▶ _Task statement_
Write out everything from the start of the material down to the line containing "[[532, 719]]", both ends included, keeping the requests unchanged but multiplying each coordinate in the answers by 2.15 and rounding to whole numbers, with halves rounded up. Leave the pictures out.

▶ _Supplied information_
══════════

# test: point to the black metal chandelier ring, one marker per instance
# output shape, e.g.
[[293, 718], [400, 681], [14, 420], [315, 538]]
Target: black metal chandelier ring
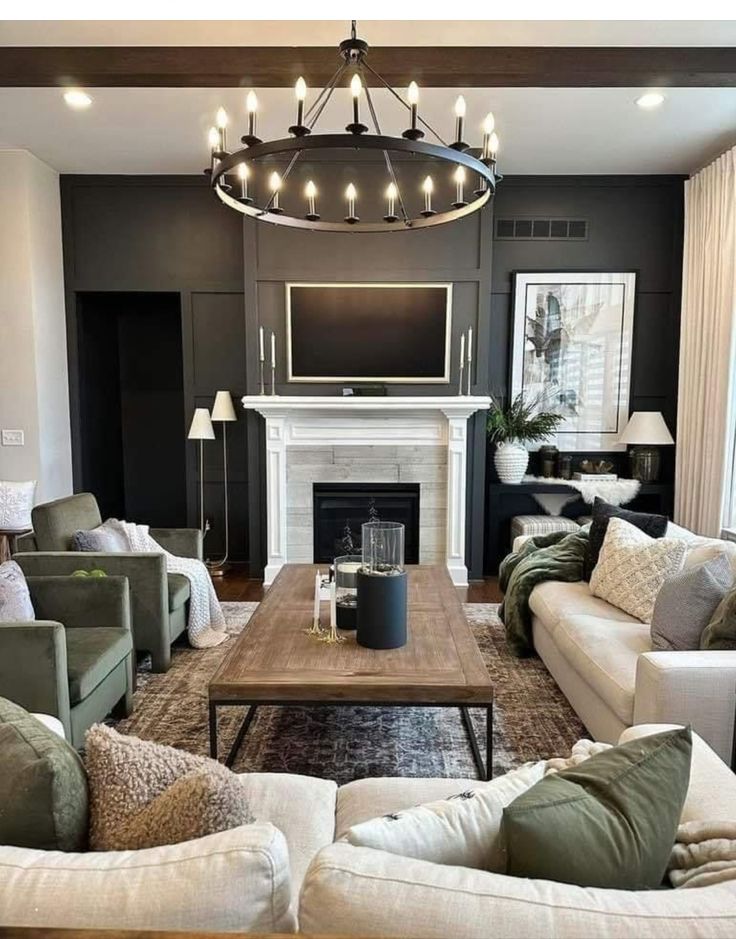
[[227, 163]]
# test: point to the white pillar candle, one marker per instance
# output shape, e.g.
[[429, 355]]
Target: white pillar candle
[[317, 586], [333, 606]]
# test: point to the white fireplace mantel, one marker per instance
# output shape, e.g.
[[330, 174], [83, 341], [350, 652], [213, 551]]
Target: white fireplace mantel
[[314, 420]]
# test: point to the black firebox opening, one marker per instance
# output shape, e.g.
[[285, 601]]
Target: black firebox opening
[[341, 508]]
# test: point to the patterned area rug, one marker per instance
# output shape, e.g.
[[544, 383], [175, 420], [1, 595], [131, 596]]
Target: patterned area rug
[[532, 719]]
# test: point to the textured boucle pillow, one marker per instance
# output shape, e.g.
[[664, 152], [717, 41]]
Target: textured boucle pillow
[[632, 568], [143, 794]]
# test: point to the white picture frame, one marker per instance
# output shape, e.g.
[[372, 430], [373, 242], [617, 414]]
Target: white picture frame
[[442, 379], [572, 336]]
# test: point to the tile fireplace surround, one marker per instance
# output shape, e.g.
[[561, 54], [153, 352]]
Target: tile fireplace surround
[[315, 439]]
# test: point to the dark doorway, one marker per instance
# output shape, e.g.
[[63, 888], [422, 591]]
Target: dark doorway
[[131, 394], [341, 508]]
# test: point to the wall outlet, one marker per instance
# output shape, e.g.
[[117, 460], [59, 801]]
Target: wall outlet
[[13, 438]]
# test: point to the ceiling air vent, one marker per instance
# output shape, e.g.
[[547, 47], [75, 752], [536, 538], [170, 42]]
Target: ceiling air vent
[[541, 229]]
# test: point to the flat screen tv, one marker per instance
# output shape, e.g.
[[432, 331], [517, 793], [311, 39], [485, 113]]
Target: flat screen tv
[[369, 332]]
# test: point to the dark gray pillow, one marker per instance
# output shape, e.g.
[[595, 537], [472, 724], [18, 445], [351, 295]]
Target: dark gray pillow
[[653, 525], [104, 538], [686, 603]]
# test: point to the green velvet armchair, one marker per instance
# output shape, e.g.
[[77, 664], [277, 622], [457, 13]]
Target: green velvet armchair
[[75, 660], [158, 601]]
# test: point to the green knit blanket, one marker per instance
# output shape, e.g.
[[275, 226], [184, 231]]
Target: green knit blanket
[[556, 556]]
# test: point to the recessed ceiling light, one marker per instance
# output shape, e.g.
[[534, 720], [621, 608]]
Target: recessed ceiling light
[[77, 99], [650, 100]]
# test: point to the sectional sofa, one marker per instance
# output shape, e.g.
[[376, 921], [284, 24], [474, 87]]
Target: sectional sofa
[[292, 871]]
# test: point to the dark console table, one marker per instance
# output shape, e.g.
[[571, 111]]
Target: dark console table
[[505, 500]]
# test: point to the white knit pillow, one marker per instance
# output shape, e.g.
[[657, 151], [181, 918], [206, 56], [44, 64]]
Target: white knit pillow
[[632, 567]]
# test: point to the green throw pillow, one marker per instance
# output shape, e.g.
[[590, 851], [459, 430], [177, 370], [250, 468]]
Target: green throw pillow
[[43, 786], [610, 821]]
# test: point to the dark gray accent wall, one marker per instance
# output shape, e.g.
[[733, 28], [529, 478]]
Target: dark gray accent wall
[[171, 234], [459, 254]]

══════════

▶ _Full answer_
# test: point to the black metal chandelier ring, one marker per instance
# output shape, e.g.
[[293, 718], [400, 681], [14, 420], [315, 538]]
Target: black metal chandelier ring
[[488, 350]]
# test: point to the white pillar candle, one marker per instance
# output shape, e.g.
[[429, 355]]
Target: white pillar candle
[[682, 1260], [716, 1303]]
# test: point to the white fireplace mantel, one marker per instance
# output shape, e.g.
[[330, 174], [83, 341], [350, 652], [213, 551]]
Target: white fireplace mantel
[[675, 903]]
# test: point to the black firebox opening, one marker per instance
# output shape, e.g.
[[285, 601]]
Target: black firebox opening
[[733, 1092]]
# test: point to the patterned area rug, one marker per instance
# output shape, e.g.
[[544, 383], [175, 420], [1, 595], [131, 596]]
Target: patterned area rug
[[1144, 1546]]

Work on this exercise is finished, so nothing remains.